Written instruction
Reproduce only this part of the listing: the line with "Where can you spot the lamp", plus every line after it through the last.

Dataset entries
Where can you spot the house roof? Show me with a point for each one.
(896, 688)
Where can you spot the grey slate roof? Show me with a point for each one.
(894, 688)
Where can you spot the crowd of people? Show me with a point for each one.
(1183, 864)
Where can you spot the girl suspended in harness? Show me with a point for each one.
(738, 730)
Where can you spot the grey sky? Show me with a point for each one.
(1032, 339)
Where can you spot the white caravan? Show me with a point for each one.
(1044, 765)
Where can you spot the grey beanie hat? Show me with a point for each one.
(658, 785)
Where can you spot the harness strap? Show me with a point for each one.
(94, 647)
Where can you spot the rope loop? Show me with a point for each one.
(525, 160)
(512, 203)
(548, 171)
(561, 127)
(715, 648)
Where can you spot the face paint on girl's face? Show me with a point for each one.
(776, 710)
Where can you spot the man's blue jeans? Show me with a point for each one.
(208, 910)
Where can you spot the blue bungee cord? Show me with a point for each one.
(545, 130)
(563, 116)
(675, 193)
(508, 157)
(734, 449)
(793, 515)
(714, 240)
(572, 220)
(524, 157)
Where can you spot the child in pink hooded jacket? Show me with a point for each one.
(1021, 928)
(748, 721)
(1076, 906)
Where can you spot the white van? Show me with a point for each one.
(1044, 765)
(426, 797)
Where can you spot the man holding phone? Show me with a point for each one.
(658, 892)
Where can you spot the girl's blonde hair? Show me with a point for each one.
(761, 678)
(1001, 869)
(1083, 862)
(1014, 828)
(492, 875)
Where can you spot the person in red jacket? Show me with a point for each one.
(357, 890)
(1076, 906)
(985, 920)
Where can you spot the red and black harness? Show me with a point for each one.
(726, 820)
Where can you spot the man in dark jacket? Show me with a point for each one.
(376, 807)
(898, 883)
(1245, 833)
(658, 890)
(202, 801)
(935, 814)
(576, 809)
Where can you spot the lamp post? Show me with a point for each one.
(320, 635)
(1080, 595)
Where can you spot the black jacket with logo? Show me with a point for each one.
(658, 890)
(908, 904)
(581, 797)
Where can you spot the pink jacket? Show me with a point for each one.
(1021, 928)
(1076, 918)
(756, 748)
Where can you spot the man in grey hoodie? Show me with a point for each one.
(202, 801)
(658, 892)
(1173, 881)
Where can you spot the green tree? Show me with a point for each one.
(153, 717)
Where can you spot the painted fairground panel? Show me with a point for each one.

Answer for the task
Where can you spot the lamp post? Show me with a point for each one.
(320, 635)
(1080, 595)
Where can you spot the black jacket with logo? Show me with a point for each one.
(658, 890)
(908, 904)
(581, 797)
Where can you spot the pink jacket? Show me with a point for each one.
(1021, 928)
(1076, 918)
(756, 748)
Where can you spot the man in grey hoodie? Show me with a point for each one.
(202, 801)
(658, 892)
(1173, 881)
Where can you spot the green tree? Show me with a point for each one.
(153, 717)
Where can you spot the painted fairground panel? Show me with a point for each one.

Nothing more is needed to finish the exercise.